▶ **TEXTE FOURNI**:
+ + +
PARIS - C’est une exposition presque de synthèse du travail de l’Allemand Markus Lüpertz (né en 1941) que propose la galerie Suzanne Tarasiève, à Paris.
Non qu’elle couvre de manière rétrospective toutes les étapes de sa carrière. Mais, depuis les Baumstammen de 1966 jusqu’aux tableaux récents et inédits, l’accrochage souligne la récurrence de certains motifs, comme la coquille d’escargot, le casque militaire ou la statuaire classique.
On le savait, Lüpertz occupe une place singulière dans la génération de la défaite qui a voulu en découdre avec les pères. Pour mener son travail provocateur de mémoire, il a ravivé des motifs germaniques honnis en les court-circuitant, de manière aussi violente que surréaliste. Le parcours débute avec la série des Dithyrambes, un mot tout droit sorti du vocabulaire nietzchéen. Cet ensemble permet à Lüpertz de résoudre l’aporie entre abstraction et figuration. Que voit-on ? Des troncs d’arbre fendus en croix, en signe de la division allemande, mais aussi réminiscences du symbole nazi. Des œuvres allégoriques qui jouxtent les sculptures d’Hercule, bariolées, grossières, presque grotesques, démesurés et dérisoires à la fois. Une ironie qui se perçoit tout autant dans les bozzetti, ces petites sculptures représentant aussi bien Athéna que le torse d’Hercule. C’est aussi en ces terres mythologiques que braconnent les tableaux récents, tous composés selon un protocole identique, une statue antique brossée de manière plus ou moins précise occupant la partie droite de la toile. Sur le pan gauche, l’artiste introduit parfois une silhouette brune hiératique, mais surtout insère son vocabulaire obsessionnel, de l’escargot à la botte.
+ + +
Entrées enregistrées
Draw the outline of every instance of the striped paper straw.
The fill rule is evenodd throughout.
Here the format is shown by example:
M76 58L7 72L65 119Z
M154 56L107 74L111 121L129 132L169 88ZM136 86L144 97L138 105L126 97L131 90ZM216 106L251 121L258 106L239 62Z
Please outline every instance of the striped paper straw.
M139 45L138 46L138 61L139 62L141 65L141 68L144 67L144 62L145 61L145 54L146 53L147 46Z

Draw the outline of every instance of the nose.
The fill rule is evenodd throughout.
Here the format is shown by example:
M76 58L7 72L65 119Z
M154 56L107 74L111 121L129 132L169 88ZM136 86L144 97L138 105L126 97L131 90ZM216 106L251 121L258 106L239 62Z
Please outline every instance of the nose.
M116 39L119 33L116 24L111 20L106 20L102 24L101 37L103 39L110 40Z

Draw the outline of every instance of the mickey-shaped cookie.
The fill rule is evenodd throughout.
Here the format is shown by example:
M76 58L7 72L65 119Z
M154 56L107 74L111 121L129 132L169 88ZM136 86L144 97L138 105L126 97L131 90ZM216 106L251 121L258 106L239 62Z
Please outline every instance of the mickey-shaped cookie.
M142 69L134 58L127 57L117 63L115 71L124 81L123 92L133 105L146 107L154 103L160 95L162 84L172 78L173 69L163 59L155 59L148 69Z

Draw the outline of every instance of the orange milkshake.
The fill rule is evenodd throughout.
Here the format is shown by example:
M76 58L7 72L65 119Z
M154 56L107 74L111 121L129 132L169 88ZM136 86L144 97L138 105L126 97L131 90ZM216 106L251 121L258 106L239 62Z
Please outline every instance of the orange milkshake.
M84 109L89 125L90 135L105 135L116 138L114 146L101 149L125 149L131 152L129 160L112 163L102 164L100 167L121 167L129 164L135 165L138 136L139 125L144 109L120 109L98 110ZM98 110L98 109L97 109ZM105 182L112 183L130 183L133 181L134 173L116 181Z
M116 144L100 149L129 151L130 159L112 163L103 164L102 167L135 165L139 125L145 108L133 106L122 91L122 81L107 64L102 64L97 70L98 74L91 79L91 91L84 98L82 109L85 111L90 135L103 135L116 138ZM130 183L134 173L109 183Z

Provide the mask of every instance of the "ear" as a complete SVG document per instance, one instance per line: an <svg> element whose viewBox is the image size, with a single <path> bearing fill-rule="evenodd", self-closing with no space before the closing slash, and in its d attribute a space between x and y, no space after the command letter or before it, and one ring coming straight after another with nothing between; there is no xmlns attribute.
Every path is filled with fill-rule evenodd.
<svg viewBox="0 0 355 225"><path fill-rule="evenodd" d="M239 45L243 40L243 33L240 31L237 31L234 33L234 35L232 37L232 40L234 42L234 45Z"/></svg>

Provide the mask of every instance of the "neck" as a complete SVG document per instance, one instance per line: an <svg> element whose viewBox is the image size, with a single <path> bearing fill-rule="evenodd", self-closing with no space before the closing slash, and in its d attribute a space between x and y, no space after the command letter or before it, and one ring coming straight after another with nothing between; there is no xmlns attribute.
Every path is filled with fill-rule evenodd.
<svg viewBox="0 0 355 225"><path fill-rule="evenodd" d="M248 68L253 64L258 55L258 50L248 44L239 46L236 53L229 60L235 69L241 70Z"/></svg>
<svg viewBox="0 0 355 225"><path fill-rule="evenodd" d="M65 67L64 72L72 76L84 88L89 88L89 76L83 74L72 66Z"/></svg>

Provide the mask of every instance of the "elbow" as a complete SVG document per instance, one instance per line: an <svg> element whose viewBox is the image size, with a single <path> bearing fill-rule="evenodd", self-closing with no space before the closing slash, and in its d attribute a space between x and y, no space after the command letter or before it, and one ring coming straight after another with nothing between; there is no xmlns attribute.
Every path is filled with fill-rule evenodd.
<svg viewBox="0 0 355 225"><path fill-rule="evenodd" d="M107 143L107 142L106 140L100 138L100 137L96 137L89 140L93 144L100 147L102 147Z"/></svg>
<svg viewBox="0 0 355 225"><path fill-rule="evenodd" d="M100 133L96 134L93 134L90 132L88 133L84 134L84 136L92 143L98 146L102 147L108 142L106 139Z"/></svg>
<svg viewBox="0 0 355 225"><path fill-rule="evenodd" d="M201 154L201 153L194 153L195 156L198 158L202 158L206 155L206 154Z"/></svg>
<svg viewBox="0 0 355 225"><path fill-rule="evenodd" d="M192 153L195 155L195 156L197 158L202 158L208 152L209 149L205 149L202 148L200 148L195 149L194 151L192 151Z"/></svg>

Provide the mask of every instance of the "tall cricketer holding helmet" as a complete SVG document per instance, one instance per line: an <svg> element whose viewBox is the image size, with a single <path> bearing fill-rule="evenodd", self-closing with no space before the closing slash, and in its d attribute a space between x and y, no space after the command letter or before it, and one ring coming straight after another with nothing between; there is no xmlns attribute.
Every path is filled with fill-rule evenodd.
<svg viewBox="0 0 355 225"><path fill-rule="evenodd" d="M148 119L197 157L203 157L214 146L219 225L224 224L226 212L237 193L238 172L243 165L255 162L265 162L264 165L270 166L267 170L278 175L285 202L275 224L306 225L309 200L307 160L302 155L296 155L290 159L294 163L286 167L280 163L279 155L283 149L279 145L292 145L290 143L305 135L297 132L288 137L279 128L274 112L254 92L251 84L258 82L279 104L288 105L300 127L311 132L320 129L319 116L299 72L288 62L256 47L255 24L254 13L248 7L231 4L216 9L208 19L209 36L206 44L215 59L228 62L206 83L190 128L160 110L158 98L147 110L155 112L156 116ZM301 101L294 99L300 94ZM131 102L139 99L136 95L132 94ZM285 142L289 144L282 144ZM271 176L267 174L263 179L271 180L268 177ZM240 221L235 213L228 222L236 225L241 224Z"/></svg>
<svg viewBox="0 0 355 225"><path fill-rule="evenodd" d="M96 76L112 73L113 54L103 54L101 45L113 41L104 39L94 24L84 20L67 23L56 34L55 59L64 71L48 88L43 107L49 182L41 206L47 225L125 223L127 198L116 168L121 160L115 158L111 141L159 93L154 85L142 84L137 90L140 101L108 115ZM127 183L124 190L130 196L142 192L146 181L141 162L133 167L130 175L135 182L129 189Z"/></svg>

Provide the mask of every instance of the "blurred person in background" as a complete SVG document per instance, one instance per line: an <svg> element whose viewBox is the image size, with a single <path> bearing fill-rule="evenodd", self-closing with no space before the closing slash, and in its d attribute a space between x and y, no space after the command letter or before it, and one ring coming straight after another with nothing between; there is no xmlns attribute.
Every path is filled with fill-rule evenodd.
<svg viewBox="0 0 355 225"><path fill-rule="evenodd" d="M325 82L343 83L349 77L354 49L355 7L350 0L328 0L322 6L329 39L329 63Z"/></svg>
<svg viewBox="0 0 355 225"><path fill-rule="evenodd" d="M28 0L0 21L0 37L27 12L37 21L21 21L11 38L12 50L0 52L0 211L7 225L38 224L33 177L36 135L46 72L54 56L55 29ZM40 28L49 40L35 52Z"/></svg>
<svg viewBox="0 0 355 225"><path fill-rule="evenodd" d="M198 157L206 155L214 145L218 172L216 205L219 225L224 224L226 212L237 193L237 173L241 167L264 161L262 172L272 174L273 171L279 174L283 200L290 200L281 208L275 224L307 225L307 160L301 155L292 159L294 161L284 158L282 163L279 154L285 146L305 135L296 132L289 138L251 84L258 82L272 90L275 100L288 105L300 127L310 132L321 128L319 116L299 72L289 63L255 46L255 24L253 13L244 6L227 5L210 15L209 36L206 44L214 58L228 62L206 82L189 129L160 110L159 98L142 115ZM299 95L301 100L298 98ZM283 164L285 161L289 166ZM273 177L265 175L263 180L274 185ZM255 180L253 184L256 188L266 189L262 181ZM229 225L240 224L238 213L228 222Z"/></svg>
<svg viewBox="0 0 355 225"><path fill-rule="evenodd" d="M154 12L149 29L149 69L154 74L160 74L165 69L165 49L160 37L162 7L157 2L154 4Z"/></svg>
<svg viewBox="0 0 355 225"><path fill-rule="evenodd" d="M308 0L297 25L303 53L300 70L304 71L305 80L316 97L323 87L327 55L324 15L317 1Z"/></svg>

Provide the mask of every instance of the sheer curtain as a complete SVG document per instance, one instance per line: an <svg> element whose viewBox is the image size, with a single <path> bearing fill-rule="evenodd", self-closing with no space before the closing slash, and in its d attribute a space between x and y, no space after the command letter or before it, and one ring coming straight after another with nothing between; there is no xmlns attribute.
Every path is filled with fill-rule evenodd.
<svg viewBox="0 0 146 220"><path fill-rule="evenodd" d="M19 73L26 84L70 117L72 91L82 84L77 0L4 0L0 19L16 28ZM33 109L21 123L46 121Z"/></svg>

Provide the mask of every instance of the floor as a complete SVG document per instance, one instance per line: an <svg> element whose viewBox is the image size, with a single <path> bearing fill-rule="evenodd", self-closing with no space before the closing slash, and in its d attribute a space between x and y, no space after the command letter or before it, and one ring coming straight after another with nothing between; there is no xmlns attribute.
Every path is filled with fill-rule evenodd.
+ + +
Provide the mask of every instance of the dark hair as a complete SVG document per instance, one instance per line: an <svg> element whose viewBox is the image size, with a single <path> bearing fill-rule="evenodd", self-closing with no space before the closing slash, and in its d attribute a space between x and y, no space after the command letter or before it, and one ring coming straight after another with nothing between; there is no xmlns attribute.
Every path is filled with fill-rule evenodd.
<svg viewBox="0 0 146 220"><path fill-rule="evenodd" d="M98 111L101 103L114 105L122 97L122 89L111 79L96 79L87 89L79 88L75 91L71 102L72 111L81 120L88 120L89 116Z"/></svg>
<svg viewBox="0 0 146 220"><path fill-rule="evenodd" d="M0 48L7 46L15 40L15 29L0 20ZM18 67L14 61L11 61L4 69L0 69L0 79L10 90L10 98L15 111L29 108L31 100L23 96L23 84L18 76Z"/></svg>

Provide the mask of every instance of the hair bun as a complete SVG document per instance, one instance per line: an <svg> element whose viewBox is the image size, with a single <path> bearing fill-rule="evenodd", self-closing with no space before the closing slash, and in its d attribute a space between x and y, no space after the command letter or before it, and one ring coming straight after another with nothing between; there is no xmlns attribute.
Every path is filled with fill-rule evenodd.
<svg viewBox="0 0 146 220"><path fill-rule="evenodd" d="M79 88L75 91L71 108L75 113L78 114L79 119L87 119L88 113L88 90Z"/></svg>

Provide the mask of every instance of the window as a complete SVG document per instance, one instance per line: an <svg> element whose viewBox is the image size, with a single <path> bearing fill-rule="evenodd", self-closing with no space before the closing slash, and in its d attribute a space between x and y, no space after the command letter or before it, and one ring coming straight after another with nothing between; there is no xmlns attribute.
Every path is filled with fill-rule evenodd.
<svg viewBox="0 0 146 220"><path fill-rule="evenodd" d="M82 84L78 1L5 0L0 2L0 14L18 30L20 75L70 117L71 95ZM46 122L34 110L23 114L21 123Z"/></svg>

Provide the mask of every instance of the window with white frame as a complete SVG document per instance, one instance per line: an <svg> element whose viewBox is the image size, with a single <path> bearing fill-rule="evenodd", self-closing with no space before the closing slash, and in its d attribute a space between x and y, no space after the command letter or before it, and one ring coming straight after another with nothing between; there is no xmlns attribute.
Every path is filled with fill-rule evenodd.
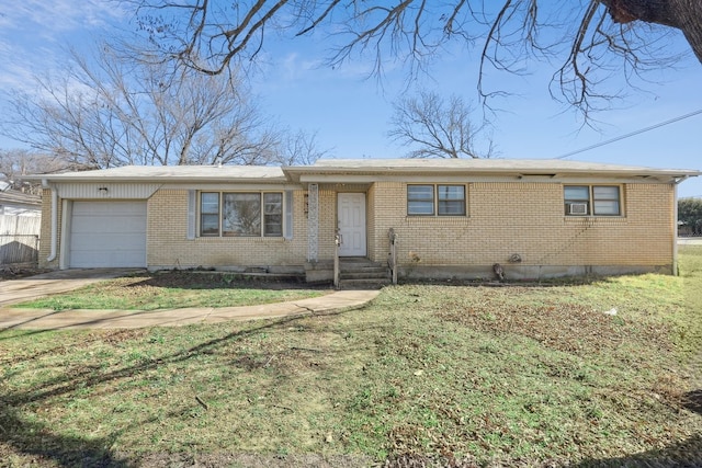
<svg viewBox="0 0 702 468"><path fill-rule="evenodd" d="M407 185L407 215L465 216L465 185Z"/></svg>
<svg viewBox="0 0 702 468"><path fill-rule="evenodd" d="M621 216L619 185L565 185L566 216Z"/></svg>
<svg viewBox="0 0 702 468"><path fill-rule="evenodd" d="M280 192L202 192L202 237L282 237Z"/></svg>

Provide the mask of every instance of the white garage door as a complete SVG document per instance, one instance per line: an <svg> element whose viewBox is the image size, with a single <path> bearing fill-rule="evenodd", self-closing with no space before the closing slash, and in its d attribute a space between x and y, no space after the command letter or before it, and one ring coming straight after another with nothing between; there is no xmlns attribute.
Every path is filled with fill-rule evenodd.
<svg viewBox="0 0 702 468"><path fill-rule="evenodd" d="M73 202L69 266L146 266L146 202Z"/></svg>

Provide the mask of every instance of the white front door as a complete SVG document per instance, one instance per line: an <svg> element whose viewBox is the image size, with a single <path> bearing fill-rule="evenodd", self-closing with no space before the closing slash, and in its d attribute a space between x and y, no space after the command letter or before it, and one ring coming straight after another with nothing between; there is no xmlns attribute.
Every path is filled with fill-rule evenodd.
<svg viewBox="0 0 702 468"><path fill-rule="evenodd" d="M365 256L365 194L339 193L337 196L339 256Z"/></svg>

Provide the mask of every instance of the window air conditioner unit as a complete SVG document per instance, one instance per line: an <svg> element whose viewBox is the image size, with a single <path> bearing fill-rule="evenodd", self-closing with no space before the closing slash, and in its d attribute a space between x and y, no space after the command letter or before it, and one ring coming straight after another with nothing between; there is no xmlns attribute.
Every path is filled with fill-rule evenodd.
+ + +
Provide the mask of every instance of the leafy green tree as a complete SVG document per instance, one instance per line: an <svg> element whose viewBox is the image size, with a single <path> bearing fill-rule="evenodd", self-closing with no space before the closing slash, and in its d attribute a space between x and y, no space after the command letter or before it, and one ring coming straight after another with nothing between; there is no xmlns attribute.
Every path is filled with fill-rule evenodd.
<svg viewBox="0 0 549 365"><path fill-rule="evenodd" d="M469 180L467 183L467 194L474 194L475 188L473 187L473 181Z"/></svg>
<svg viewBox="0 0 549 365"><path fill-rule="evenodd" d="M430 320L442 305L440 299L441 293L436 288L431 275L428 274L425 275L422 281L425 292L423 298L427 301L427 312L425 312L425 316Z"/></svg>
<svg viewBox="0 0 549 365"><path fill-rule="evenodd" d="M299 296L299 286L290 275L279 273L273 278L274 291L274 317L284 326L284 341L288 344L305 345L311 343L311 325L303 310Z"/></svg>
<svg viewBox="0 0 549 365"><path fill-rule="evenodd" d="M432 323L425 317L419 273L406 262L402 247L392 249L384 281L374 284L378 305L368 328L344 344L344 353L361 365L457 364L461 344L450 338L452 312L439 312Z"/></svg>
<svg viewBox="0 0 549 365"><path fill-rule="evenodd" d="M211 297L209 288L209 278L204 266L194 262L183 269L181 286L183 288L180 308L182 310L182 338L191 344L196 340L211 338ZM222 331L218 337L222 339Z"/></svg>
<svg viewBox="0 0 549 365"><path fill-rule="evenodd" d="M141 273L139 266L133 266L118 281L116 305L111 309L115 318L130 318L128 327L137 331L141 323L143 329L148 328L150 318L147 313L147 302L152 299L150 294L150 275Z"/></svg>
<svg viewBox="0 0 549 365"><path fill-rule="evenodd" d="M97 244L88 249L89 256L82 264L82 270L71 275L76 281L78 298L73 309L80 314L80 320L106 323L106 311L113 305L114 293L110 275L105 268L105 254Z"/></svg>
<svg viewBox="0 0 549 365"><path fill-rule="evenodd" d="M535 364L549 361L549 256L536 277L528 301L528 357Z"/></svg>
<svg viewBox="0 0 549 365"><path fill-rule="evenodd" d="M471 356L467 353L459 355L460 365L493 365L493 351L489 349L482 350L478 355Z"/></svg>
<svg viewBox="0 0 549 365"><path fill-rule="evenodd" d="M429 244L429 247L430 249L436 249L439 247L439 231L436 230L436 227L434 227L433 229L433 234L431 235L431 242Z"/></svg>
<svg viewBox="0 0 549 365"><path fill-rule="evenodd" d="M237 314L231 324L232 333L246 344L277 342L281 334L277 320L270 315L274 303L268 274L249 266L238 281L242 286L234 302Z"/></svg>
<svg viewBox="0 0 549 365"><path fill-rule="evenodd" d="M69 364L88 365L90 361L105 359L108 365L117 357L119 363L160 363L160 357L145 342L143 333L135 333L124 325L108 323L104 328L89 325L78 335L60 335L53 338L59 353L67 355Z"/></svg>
+ + +
▶ **CONSIGNE A**: Recopiez l'article sur Markus Lüpertz depuis "PARIS - C’est" jusqu'à "Tarasiève, à Paris." inclus, en substituant "présentation" à "exposition".
▶ **CONSIGNE B**: Pour chaque affirmation, dites si elle concorde avec l'article sur Markus Lüpertz en répondant oui ou non, puis citez mot pour mot les termes qui tranchent. (i) L'accrochage couvre toutes les étapes de la carrière de l'artiste. (ii) Dans les tableaux récents, la statue antique se trouve dans la partie droite de la toile. (iii) Markus Lüpertz est né en 1951.

▶ **RÉPONSE RÉDIGÉE A**:
PARIS - C’est une présentation presque de synthèse du travail de l’Allemand Markus Lüpertz (né en 1941) que propose la galerie Suzanne Tarasiève, à Paris.

▶ **RÉPONSE RÉDIGÉE B**:
(i) Non : « Non qu’elle couvre de manière rétrospective toutes les étapes de sa carrière. »
(ii) Oui : « une statue antique brossée de manière plus ou moins précise occupant la partie droite de la toile »
(iii) Non : « né en 1941 »